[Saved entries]
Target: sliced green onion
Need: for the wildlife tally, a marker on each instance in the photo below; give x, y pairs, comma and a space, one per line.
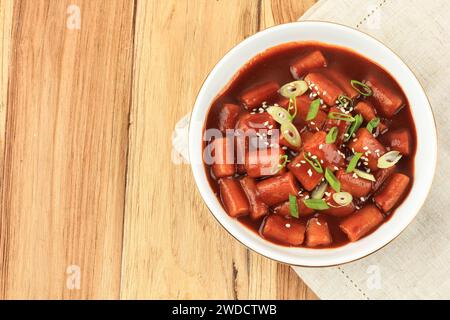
364, 175
354, 162
342, 198
389, 159
294, 89
355, 126
316, 204
279, 114
341, 116
293, 207
332, 180
314, 163
345, 101
292, 104
290, 133
362, 88
313, 110
319, 191
332, 135
373, 124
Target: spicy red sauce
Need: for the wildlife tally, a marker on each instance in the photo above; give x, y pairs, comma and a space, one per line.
274, 65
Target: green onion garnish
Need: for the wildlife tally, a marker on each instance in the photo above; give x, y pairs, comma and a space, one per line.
389, 159
362, 88
316, 204
319, 191
364, 175
345, 101
373, 124
285, 160
293, 206
332, 135
290, 133
342, 198
292, 104
341, 116
354, 162
313, 110
355, 126
294, 89
279, 114
314, 162
332, 180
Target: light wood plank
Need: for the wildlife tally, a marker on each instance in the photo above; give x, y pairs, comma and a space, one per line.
67, 130
173, 247
6, 13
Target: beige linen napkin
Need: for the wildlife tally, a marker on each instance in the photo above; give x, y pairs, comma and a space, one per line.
416, 264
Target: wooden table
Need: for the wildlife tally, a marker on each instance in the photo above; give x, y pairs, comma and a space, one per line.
91, 204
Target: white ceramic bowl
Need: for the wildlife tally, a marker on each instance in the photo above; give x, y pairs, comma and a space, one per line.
425, 160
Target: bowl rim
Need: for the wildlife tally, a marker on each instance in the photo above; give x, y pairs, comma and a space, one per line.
202, 188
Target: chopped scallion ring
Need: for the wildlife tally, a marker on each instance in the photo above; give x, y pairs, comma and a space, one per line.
364, 175
373, 124
362, 88
342, 198
332, 135
314, 162
293, 207
332, 180
355, 126
389, 159
345, 101
279, 114
354, 162
313, 110
316, 204
290, 133
294, 89
319, 191
292, 104
341, 116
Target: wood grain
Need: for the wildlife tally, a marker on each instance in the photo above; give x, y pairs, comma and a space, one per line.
173, 248
85, 151
66, 140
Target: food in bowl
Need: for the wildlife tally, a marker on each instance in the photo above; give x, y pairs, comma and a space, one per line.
310, 145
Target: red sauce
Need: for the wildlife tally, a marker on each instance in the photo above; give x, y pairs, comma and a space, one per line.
274, 65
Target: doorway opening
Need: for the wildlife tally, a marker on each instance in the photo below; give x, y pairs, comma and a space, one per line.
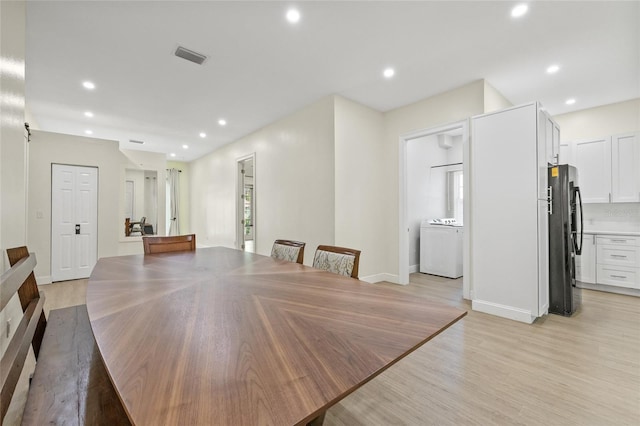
74, 221
434, 183
246, 204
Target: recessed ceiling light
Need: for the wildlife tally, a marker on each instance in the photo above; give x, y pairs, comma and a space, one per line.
552, 69
293, 16
519, 10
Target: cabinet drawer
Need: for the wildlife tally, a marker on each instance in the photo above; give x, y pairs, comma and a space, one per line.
619, 240
619, 276
618, 255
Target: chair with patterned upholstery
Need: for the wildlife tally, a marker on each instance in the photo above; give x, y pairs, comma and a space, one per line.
289, 250
339, 260
168, 244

*Instructions for the task:*
Copy out everything from the row containing "Target: chopped scallion ring" down to the last of the rows, keeping each request and shifting every x and y coordinate in the answers up by 40. Leave the pictures out.

*Written reply:*
Target: chopped scallion ring
Need: for the wildlife tally, a marker on each instance in the photo above; give x, y pairs, comma and a space, one per line.
404, 215
413, 164
402, 128
382, 238
372, 175
354, 202
333, 247
372, 220
395, 166
429, 199
385, 141
319, 154
394, 202
353, 150
356, 244
330, 173
334, 129
359, 231
332, 144
381, 156
Target: wood grain
Need: for the wildlife tally, a marker on each instance in the photo above; give x, y pairs, comma and a space, one per line.
213, 288
125, 191
106, 180
Target: food in bowl
Need: for the wildlife tally, a marker on each instance in the photo above; give x, y pairs, comma and a space, one per line.
350, 185
Target: red sauce
Need: for the wildlife tally, a marker on each instance in the photo above; give x, y pairs, comma and a space, one per line.
314, 105
Target: doorway opening
Need: for the wildlife tally, a marker on each instance in the photo below; give x, y pairs, comma and a space, one per line.
114, 261
474, 223
286, 244
Target: recessed ceiling light
Need: for the wildlife tally, a marker on each instance in the photo above; give x, y pairs, comma and a space, one per line.
592, 109
333, 56
559, 50
Target: cabinet drawer
Need: for the wildlife tally, a marker on each instance in the photo above; give x, y pairs, comma and a space, one per line.
659, 280
659, 316
658, 295
Target: chair with patterned upholstery
Need: for the wildlife tally, a marker on each instance in the photo above; give x, y pairs, comma and a space, one per line.
329, 290
379, 300
208, 284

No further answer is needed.